PASSAGE FOURNI:
------------------------------------------------------------

Dire que l’éthique est la nature du vrai, au sens où l’on détermine ainsi ce qui s’entend en première personne, ou que l’autorité ne saurait constituer un caractère dont il faudrait décrire les expressions (par exemple l’« influence »), c’est la même chose : une nécessité qu’on peut traduire en disant qu’on n’est jamais auteur qu’à la condition de se tenir dans sa propre impossibilité.

Toute la question de l’autorité (donc du respect) est celle de cette tenue : ceux qui nous inspirent du respect nous ont laissé reconnaître qu’ils n’étaient pas vraiment là où ils étaient réellement – exigeant en quelque sorte depuis leur propre vérité d’être distingués (d’eux-mêmes) une distinction que nous accomplissons alors en première personne, dans notre acte propre. En disant que le respect n’est pas un effet mais un acte, nous situons bien sûr notre vérité non pas dans notre représentation mais dans notre sensibilité – à la fois le lieu et l’effet de la marque. Tout le monde sait que la vérité d’une personne se trouve dans sa sensibilité (même Kant !).

La marque, c’est là où l’on a été « sensibilisé » c’est-à-dire affecté par ce qui compte en tant qu’il compte – et donc affecté d’une manière exclusivement éthique. La question de la vérité du sujet tient dans ce paradoxe de l’éthique  des marques, qui ne sont pas des traces (d’éventuels traumatismes). Notre corps est multiplement éthique, ainsi que j’ai essayé de l’expliqué plusieurs fois à l’encontre de l’évidence réflexive (dont personne n’est sans savoir qu’elle ne compte pas, quand il s’agit de vérité). Bref, la marque est le point où la réalité ne compte pas, où la vérité s’impose à l’encontre du savoir éventuellement exhaustif qu’on peut avoir de soi-même et de la réalité. L’exemple des marques commerciales en est la démonstration : l’acheteur n’a que faire des qualités objectives des produits qu’il achète, il veut seulement qu’il soit vrai – s’en trouvant par là même distingué de l’avoir élu contre sa réalité, justement. Là est l’autorité, donc. Un auteur, c’est toujours quelqu’un qui parle depuis sa marque, et jamais depuis sa réflexion – même quand il est philosophe, puisque la philosophie est pensée autrement dit invention, et qu’on n’invente jamais que là où l’on n’est pas mais où le vrai à marqué.  Là est l’autorité, autrement dit l’éthique de celui qui s’autorise de soi.

Et certes, on ne s’autorise jamais que localement de soi, puisque la vérité est toujours partielle et, de marquer, locale. C’est cette partialité du vrai qui fait l’auteur, par opposition à l’absoluité de la présence à soi qui définit la réflexion comme un savoir, absolu dès lors qu’il est libéré de sa portée objective, de ce qu’il en est des choses pour soi.

------------------------------------------------------------

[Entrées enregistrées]
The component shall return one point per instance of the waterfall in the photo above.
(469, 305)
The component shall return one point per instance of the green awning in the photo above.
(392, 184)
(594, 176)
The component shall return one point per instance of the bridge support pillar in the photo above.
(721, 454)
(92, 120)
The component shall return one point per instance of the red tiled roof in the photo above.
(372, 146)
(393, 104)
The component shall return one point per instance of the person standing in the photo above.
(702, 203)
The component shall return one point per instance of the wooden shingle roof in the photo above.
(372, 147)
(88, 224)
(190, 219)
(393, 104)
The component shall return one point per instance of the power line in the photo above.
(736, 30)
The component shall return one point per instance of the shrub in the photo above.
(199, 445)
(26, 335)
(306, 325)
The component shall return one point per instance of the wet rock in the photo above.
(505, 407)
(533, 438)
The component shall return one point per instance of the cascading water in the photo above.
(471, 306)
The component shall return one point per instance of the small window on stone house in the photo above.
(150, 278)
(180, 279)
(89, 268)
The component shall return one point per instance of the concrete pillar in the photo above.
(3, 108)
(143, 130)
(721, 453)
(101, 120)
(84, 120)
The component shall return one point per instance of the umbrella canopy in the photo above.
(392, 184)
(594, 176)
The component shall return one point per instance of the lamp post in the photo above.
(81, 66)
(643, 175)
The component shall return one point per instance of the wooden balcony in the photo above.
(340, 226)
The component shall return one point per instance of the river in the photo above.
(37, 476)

------------------------------------------------------------

Transcrivez fidèlement le texte sur l'autorité, depuis « Toute la question » jusqu'à « sensibilité (même Kant !). ». Les données ne jouent aucun rôle dans cet exercice.

Toute la question de l’autorité (donc du respect) est celle de cette tenue : ceux qui nous inspirent du respect nous ont laissé reconnaître qu’ils n’étaient pas vraiment là où ils étaient réellement – exigeant en quelque sorte depuis leur propre vérité d’être distingués (d’eux-mêmes) une distinction que nous accomplissons alors en première personne, dans notre acte propre. En disant que le respect n’est pas un effet mais un acte, nous situons bien sûr notre vérité non pas dans notre représentation mais dans notre sensibilité – à la fois le lieu et l’effet de la marque. Tout le monde sait que la vérité d’une personne se trouve dans sa sensibilité (même Kant !).